**Source extract:**
● ● ●

The commissioner of baseball looked like thunder: ”This will never happen again,” he said. ”One more misstep for a battered sport,” intoned The New York Times. ”Baseball is the Titanic,” said one of their columnists. ”One of the most embarrassing nights baseball has endured,” wailed USA Today.
Excuse me? Is there something wrong? Has someone died? (Actually, someone has just died, but that’s not what they were wailing about.)
No, the tragedy was that most un-American of sporting moments: they held a baseball game, and nobody won.
The occasion was the All-Star game, the Midsummer Classic: the midway point of the season when the best players of the two rival leagues, the American and the National, compete against each other, with honour rather than profit the overriding motive.
In baseball, the concept of a draw or tie does not exist. If it rains, the result stands or the game is replayed, depending on how far it has progressed. If the scores are level after the allotted nine innings, they go on — and on, if necessary.
This is what started to happen in Milwaukee last week. But there was a problem. Baseball players can be substituted almost ad infinitum but once someone has left the game, he can never rejoin it. For the All-Star game, the convention is that no one stays on too long so that the highly paid stars don’t get too knackered playing an exhibition, and so the fans can see them all.
In the 11th inning, the two managers went to tell the commissioner, Bud Selig, they had run out of bodies: although there were 30 players in each squad, there was no one left on the bench. They did not want to annoy rival managers by over-using their precious assets: most relevantly, their fragile-armed pitchers.

● ● ●

Photo-based referring expression data:
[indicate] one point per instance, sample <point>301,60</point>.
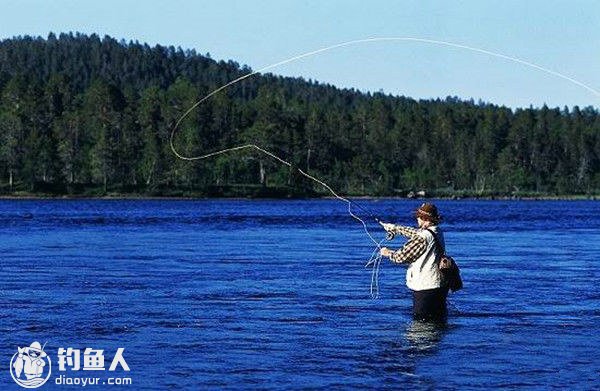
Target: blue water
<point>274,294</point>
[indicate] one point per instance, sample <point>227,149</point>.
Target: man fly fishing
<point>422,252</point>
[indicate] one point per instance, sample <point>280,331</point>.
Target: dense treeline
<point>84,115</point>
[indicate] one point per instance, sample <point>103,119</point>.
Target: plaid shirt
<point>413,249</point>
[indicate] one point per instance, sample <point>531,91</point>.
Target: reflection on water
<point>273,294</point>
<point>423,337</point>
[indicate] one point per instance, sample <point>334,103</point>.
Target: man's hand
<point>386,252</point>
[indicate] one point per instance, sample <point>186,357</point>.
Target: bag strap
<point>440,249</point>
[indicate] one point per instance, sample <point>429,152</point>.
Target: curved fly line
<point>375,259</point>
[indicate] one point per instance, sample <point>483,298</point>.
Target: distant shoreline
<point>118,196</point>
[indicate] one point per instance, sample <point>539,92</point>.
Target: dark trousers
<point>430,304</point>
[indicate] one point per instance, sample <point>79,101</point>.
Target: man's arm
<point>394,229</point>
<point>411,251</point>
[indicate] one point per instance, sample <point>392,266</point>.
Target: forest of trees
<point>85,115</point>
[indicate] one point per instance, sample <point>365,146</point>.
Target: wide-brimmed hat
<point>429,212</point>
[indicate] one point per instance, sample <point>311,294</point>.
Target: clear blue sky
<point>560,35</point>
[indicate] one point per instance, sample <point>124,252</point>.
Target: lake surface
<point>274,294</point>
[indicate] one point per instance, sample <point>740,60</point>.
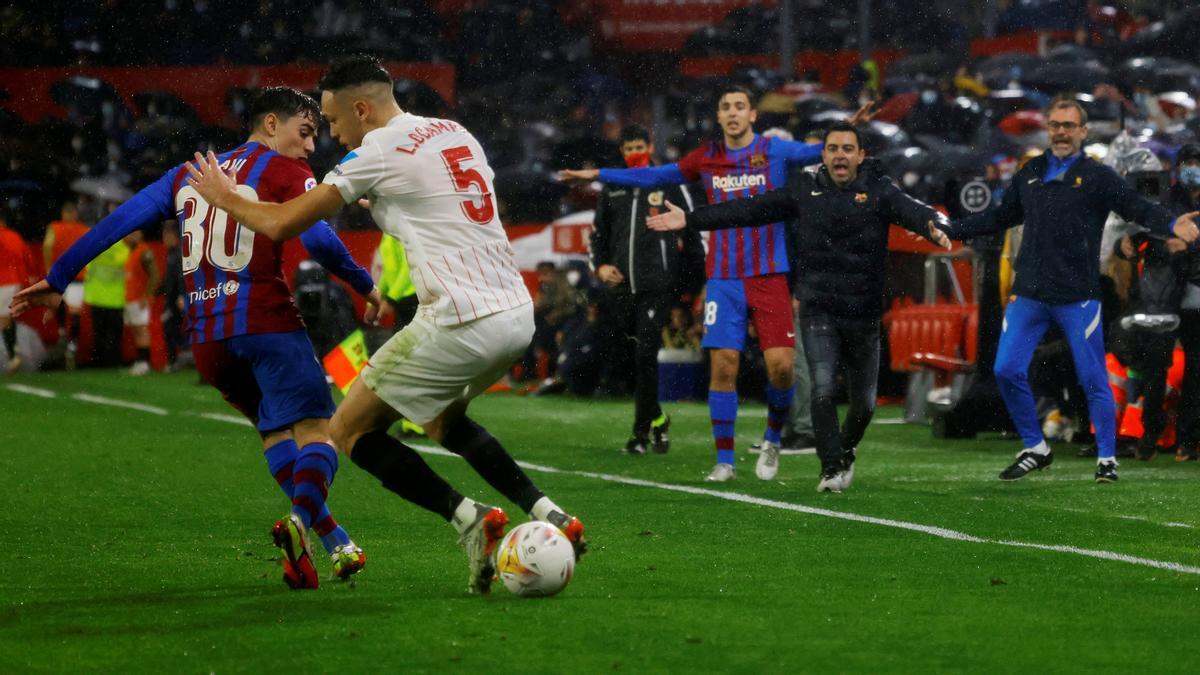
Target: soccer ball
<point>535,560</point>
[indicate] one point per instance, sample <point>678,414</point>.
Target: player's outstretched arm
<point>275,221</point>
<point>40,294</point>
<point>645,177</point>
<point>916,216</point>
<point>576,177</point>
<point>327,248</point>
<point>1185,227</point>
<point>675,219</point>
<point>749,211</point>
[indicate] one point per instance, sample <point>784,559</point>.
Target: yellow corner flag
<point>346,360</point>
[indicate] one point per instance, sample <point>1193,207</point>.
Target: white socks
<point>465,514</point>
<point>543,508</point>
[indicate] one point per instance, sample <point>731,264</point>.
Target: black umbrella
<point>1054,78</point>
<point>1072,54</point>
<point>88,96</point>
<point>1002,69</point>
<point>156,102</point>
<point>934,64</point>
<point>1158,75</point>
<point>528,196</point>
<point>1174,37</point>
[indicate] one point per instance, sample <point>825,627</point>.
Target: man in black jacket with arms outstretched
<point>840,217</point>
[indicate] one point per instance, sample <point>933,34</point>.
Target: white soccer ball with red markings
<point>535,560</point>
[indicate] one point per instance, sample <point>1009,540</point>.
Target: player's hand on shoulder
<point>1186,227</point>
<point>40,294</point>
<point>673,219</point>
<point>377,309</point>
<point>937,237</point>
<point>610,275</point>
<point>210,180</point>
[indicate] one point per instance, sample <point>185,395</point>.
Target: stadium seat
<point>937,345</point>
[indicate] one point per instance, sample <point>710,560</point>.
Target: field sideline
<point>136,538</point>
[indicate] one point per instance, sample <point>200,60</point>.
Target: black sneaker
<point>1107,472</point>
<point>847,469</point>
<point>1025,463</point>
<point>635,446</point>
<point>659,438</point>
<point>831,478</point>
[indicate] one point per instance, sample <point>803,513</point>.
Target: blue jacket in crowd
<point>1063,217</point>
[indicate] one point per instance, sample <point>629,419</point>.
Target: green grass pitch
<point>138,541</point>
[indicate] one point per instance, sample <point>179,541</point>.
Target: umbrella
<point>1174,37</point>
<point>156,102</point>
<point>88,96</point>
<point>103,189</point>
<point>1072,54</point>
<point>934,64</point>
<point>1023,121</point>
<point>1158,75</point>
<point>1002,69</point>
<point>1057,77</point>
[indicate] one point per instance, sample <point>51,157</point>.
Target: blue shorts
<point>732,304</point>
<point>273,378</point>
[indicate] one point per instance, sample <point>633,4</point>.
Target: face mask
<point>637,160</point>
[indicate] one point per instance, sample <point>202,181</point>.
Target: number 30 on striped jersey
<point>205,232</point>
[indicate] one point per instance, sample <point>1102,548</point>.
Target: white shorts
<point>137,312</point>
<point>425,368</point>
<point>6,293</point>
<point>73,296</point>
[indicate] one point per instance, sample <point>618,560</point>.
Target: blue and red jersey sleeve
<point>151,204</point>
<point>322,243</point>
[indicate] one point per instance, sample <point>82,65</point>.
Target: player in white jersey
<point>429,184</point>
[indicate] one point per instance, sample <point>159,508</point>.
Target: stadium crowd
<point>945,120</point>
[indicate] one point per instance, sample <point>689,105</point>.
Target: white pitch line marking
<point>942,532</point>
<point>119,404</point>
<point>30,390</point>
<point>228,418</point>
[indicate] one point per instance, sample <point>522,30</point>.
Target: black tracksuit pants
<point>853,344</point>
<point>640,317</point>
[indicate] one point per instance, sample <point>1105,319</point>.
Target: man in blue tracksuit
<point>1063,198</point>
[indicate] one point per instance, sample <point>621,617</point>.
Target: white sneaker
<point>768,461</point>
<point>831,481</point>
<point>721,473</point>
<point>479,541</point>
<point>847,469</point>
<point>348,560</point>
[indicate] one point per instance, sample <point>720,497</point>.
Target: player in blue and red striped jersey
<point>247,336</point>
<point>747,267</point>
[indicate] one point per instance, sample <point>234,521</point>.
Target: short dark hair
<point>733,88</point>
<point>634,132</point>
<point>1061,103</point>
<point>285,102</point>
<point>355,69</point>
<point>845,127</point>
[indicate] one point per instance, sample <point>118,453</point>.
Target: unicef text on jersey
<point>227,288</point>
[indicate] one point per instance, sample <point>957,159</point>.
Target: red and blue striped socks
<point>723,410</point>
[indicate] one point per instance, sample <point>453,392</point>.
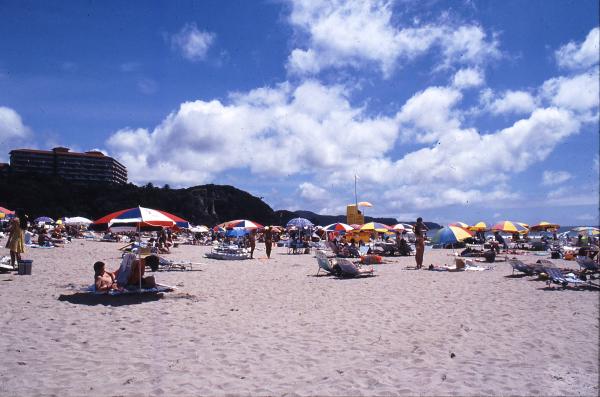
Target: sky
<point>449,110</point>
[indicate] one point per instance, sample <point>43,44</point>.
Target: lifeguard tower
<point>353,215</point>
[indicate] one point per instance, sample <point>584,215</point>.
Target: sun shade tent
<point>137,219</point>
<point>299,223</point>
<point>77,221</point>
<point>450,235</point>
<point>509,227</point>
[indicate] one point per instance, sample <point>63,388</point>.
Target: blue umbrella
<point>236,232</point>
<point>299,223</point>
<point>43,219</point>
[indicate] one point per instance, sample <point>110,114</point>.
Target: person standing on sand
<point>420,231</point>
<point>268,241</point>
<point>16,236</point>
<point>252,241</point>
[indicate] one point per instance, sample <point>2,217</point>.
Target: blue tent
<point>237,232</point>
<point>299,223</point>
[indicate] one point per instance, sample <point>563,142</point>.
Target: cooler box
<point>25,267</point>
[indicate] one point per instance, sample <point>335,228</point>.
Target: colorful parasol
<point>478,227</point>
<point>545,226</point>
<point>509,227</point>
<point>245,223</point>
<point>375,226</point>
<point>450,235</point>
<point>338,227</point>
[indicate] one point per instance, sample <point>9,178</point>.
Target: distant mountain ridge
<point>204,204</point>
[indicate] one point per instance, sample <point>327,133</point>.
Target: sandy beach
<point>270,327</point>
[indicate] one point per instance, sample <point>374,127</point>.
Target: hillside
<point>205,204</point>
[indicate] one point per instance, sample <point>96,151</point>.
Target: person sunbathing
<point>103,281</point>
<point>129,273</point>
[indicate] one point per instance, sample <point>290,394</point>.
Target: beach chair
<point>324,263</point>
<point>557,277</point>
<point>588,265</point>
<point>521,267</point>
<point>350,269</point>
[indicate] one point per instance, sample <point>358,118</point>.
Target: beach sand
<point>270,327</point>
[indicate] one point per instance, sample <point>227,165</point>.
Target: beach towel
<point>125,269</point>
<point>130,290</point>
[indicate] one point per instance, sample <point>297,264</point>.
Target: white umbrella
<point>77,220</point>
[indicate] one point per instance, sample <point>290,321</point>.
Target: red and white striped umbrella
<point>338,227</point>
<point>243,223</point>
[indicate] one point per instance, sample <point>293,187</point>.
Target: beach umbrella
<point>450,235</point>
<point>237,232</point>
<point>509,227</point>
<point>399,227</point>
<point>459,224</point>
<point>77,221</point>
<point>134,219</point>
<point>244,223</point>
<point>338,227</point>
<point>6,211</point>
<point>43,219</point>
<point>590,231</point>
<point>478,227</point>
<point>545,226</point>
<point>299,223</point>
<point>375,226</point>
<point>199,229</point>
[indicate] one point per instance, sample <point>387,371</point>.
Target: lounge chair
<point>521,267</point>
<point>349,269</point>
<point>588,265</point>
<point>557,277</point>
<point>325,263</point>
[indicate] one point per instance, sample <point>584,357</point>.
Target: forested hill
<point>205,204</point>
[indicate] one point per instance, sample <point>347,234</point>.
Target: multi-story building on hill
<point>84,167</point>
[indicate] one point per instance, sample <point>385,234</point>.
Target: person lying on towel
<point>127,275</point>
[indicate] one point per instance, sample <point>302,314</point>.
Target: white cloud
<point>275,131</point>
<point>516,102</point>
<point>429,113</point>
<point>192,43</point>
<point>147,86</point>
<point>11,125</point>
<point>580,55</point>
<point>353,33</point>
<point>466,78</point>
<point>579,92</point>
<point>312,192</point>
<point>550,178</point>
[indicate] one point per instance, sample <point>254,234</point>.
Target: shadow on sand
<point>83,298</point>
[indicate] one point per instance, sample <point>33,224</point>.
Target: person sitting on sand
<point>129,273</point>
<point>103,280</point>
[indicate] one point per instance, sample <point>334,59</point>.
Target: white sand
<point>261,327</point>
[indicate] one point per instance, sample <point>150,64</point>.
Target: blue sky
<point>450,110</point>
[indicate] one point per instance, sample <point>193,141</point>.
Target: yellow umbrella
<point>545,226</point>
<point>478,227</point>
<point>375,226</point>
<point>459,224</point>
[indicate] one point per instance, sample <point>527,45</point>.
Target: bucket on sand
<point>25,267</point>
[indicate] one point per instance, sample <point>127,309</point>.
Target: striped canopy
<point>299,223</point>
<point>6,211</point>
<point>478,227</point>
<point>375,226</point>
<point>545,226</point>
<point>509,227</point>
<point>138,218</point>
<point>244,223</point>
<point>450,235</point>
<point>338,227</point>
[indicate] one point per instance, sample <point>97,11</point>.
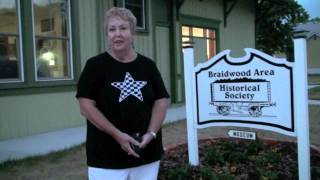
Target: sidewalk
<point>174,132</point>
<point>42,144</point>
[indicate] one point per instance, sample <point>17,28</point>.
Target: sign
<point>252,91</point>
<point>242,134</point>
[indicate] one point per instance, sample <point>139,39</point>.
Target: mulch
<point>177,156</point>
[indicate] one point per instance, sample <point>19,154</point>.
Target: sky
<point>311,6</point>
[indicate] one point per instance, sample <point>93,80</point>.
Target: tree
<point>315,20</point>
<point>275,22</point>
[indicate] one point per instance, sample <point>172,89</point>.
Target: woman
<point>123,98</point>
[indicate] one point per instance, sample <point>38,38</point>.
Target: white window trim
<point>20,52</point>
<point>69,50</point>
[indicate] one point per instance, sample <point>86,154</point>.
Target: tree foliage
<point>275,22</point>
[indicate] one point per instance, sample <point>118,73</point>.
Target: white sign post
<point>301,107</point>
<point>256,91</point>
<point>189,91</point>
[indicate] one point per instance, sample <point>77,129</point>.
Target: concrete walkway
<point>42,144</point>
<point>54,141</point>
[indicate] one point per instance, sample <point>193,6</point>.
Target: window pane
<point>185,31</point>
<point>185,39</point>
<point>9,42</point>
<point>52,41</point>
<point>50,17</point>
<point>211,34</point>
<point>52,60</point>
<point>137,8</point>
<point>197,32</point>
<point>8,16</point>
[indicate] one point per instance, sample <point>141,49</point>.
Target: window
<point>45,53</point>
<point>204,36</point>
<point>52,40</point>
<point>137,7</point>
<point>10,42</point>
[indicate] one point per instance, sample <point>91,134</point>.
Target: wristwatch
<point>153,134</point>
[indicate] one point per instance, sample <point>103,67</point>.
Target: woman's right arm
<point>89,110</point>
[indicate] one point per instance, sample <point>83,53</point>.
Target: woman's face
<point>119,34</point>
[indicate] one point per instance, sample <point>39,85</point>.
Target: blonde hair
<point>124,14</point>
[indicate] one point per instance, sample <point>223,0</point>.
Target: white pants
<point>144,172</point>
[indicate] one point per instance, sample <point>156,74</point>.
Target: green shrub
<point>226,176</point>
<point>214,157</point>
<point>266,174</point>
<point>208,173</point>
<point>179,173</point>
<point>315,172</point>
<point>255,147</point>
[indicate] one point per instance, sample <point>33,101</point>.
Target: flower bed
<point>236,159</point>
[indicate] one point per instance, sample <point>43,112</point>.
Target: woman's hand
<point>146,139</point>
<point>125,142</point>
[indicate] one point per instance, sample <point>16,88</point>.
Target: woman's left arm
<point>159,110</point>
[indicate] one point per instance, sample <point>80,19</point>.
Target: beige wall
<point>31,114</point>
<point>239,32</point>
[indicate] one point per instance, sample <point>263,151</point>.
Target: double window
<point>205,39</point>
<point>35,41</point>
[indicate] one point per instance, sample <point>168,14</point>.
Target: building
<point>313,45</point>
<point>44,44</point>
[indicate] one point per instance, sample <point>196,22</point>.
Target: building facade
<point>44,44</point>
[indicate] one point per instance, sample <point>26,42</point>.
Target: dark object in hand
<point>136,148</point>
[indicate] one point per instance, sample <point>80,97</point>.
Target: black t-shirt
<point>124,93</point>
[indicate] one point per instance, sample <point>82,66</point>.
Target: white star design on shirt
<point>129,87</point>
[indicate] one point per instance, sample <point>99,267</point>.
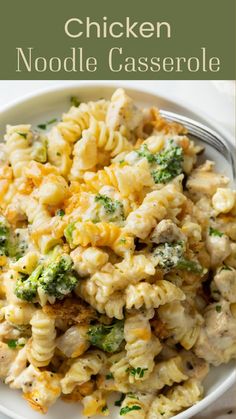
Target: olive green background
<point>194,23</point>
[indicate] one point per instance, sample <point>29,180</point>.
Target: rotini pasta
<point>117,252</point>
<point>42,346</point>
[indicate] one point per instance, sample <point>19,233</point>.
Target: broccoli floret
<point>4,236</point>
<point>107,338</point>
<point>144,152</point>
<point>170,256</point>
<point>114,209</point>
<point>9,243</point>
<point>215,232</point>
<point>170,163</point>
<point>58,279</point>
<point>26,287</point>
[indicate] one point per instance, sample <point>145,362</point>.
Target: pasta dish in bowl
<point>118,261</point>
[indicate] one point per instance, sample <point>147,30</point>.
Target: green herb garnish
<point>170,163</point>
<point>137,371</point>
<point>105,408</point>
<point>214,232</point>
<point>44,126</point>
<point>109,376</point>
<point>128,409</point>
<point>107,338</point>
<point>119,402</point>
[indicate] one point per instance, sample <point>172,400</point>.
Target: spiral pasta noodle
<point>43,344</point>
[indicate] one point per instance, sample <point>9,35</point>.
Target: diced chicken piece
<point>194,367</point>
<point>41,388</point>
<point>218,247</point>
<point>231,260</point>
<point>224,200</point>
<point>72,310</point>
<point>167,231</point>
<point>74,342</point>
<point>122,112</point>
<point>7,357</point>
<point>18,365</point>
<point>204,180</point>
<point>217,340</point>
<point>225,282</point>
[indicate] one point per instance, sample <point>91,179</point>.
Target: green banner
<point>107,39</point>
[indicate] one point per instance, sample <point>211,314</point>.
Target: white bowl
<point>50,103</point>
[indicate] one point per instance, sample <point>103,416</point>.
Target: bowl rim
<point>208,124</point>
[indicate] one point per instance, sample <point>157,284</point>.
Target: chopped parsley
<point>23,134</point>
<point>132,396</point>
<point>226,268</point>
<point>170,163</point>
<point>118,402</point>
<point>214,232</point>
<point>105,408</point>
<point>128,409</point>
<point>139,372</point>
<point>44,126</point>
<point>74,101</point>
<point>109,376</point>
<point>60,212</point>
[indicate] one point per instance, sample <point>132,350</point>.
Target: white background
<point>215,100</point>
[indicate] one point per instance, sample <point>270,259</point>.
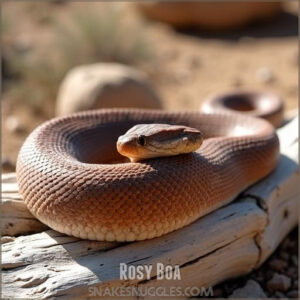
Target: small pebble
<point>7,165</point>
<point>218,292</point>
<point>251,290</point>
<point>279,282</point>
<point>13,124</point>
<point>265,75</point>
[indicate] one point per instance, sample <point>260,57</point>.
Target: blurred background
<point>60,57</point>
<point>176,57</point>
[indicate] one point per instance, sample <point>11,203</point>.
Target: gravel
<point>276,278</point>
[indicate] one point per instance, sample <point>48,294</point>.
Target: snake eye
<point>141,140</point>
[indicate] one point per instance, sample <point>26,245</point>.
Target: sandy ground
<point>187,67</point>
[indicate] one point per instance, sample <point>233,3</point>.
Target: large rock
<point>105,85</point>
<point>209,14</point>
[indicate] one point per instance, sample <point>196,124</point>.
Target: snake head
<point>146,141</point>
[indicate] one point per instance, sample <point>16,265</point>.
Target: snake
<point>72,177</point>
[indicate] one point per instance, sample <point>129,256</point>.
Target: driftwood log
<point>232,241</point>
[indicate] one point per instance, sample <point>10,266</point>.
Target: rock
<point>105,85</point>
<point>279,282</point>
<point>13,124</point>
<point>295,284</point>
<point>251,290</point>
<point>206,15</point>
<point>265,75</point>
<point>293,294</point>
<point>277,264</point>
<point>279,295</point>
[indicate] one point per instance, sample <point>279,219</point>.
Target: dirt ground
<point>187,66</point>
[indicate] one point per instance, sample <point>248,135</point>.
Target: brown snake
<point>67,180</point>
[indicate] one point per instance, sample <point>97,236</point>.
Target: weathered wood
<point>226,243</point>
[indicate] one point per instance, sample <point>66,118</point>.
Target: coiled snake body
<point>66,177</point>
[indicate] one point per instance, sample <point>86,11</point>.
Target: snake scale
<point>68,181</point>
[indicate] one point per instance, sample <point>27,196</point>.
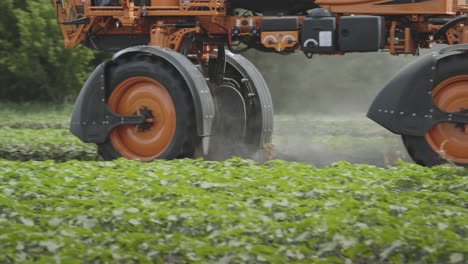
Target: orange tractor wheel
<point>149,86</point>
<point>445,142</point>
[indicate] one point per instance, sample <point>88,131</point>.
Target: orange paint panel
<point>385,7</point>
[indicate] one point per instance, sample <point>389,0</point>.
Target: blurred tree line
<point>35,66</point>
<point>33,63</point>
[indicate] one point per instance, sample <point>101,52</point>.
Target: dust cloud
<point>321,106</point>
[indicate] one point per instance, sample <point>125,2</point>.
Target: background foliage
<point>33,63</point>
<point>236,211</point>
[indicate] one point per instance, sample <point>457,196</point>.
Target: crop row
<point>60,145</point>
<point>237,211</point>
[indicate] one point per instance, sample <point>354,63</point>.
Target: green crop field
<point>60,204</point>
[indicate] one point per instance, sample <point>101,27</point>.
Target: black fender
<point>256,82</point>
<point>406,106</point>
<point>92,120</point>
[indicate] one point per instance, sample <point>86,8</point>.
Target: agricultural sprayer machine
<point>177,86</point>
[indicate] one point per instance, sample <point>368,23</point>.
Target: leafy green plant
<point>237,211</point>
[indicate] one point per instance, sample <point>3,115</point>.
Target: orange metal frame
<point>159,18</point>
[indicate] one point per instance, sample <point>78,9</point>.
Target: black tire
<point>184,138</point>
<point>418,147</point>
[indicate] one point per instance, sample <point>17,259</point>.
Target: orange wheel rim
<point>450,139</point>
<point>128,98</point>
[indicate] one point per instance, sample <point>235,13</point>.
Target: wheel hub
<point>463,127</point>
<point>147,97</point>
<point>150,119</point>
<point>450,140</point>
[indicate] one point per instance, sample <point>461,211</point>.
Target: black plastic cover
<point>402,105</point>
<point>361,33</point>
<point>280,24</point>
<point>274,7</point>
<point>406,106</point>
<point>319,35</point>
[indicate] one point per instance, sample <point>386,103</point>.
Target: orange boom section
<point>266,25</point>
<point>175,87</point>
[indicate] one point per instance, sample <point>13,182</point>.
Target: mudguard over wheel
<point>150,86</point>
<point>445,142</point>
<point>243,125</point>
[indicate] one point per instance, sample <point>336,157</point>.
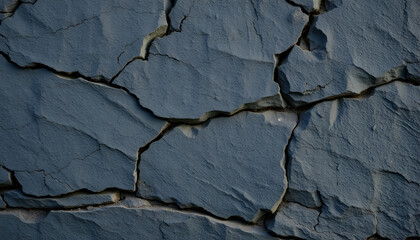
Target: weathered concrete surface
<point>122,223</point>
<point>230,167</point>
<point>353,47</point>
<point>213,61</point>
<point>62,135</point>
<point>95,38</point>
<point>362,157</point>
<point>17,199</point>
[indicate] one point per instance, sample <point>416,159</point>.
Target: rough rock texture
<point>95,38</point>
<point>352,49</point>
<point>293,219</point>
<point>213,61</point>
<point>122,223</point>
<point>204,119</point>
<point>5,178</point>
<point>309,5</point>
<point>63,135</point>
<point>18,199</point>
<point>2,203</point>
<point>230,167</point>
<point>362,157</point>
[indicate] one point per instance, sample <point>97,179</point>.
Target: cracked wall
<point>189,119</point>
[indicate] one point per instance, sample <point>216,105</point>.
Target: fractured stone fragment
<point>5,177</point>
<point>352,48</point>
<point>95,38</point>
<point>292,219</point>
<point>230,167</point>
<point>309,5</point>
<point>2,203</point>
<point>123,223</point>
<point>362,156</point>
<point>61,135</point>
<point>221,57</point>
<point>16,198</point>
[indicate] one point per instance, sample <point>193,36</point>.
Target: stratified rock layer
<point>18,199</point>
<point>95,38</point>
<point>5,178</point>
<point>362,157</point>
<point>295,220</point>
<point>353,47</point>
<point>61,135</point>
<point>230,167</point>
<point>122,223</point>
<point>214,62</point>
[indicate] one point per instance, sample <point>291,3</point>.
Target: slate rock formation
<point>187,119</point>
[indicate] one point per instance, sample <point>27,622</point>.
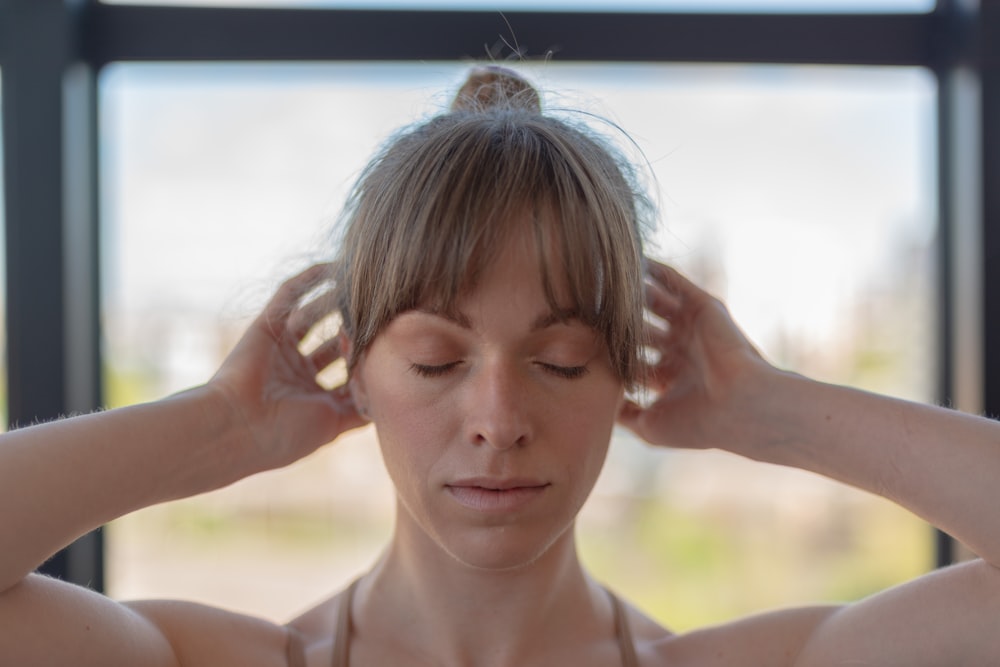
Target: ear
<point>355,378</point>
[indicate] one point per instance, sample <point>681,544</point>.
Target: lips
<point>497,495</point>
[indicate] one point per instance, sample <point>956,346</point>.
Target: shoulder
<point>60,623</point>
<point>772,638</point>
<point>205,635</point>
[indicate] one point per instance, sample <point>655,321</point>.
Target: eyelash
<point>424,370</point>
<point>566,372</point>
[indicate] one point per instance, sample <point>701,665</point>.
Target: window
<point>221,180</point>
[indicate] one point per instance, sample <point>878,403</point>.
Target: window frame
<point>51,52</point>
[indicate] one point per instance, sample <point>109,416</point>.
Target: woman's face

● ● ●

**Work instructions:**
1/ Answer these questions from the baseball article:
(a) In which city was the All-Star game held last week?
(b) How many players were in each squad?
(c) How many innings are allotted before play continues with the scores level?
2/ Decide whether each statement agrees with the baseball article, answering yes or no and quoting the words that settle it:
(a) The All-Star game pits the American League against the National League.
(b) A player who has been substituted may later return to the game.
(c) A baseball game stopped by rain is always replayed.
3/ Reproduce everything in the baseball article from "In baseball, the" down to "on, if necessary.".
The data play no part in what is asked here.

**Answers provided:**
1/
(a) Milwaukee
(b) 30
(c) Nine

2/
(a) Yes: "the best players of the two rival leagues, the American and the National, compete against each other"
(b) No: "once someone has left the game, he can never rejoin it"
(c) No: "the result stands or the game is replayed, depending on how far it has progressed"

3/
In baseball, the concept of a draw or tie does not exist. If it rains, the result stands or the game is replayed, depending on how far it has progressed. If the scores are level after the allotted nine innings, they go on — and on, if necessary.